Objectif: Pouvez-vous reformuler sous forme de liste le paragraphe du texte sur Orpea et Lipany qui commence par « Le directeur financier d'Orpea a joué un rôle clé », en conservant ses faits principaux ?

Texte fourni:
Ces créanciers semblent être les principaux bénéficiaires de Lipany : ils ont perçu 4,8 millions d’euros de frais financiers entre 2015 et 2019.

Orpea et Roberto Tribuno ont refusé de divulguer l’identité de ces mystérieux prêteurs. « Lipany finance ses activités grâce à ses fonds propres et à des fonds de tiers, collectés de manière appropriée sur les marchés financiers primaires et secondaires », indique M. Tribuno.

Le directeur financier d’Orpea au cœur du système

Les activités parallèles de la société de Roberto Tribuno étaient menées en collaboration étroite avec Sébastien Mesnard, nommé directeur financier d’Orpea en 2007, l’année de création de Lipany.

Les deux hommes sont si proches qu’ils sont, à titre privé, actionnaires de trois sociétés françaises, créées en 2014 pour acquérir des biens immobiliers à Paris et à Versailles. Sébastien Mesnard en détient 99 %, et Roberto Tribuno 1 %.

« Ils s’entendaient très bien. Quand Mesnard venait en Italie, il allait directement voir Tribuno », indique José Parrella, un ancien cadre d’Orpea Italie. Il affirme n’avoir jamais été informé des activités de Lipany : « Il y avait un écran de fumée autour de tout ça. »

Le directeur financier d’Orpea a joué un rôle clé : il a exercé des fonctions dans cinq filiales de Lipany, et a même été mandaté à trois reprises par la société en 2018, lorsque Lipany a acheté ou vendu des sociétés italiennes… à Orpea. Un beau conflit d’intérêts.

La proximité ne s’arrête pas là. Alors que les deux groupes sont officiellement indépendants l’un de l’autre, trois autres cadres et anciens cadres d’Orpea ont occupé des fonctions ou effectué des missions au sein de filiales de Lipany.

L’un d’entre eux, Jean-Claude Brdenk, ancien directeur des opérations d’Orpea, indique que ses mandats au sein de sociétés contrôlées par Lipany lui ont été attribués par « le service juridique du groupe »« Pour autant que je sache, Orpea était l’opérateur et avait soit des actions, soit éventuellement des contrats de gestion », poursuit-il.

La confusion est telle qu’Orpea a déclaré pendant cinq ans, dans la liste officielle de ses filiales, une société immobilière italienne qui appartenait en réalité à Lipany.

En France, des informations « erronées » dans les comptes 

Il y a, en France, un autre exemple frappant. En 2015, des hommes d’affaires fondent le groupe France Seniors, afin de créer des résidences haut de gamme pour personnes âgées non dépendantes, aujourd’hui exploitées par Orpea.

À partir de 2015, Orpea a pris 49 % du capital des 14 sociétés chargées de construire les résidences, de Cogolin à Rouen en passant par Bourges et Aurillac. Le solde de 51 % appartient à la société RSS Seniors+, que Lipany a rachetée en 2018.

Enregistrements de données:
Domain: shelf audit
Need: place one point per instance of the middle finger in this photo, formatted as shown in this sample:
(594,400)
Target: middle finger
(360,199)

==

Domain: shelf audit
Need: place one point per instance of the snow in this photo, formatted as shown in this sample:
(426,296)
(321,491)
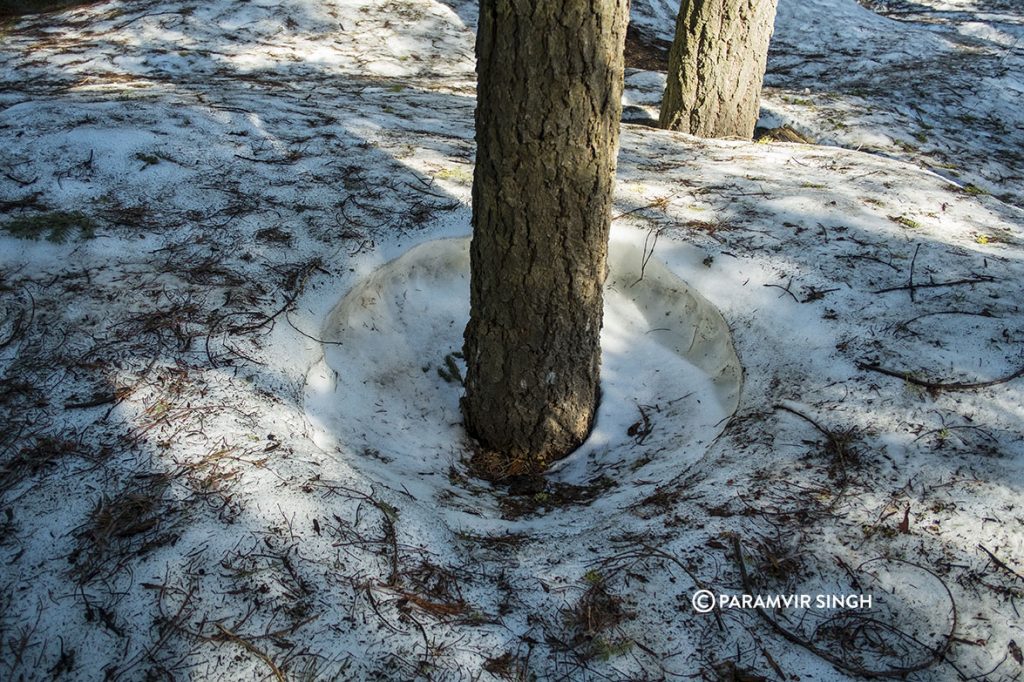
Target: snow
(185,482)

==

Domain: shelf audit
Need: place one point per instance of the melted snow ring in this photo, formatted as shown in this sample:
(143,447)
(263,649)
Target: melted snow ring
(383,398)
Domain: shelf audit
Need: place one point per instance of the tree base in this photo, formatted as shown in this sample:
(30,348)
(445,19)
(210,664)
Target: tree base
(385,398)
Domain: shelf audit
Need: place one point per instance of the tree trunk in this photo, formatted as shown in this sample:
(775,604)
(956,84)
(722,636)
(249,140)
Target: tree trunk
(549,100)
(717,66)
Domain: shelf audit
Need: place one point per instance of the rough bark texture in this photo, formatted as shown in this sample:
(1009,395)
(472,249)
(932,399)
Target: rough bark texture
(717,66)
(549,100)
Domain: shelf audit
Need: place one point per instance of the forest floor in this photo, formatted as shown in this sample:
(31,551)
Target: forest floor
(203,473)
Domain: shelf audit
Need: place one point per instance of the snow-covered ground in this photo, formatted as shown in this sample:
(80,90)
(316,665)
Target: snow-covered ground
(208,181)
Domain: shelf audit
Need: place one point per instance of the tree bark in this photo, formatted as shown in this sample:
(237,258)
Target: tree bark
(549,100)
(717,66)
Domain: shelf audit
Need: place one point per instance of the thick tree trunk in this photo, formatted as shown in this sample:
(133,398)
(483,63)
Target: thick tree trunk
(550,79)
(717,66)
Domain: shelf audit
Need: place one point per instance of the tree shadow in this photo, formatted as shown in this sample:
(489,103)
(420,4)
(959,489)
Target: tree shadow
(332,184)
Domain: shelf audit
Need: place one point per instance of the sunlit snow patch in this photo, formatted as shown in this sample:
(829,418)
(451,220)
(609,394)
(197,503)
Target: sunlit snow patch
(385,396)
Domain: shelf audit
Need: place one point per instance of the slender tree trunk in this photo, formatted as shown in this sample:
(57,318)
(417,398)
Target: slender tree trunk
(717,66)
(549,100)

Votre solution:
- Le directeur financier d'Orpea a joué un rôle clé.
- Il a exercé des fonctions dans cinq filiales de Lipany.
- En 2018, Lipany l'a mandaté à trois reprises, lorsqu'elle a acheté ou vendu des sociétés italiennes à Orpea.
- Il s'agit d'un conflit d'intérêts.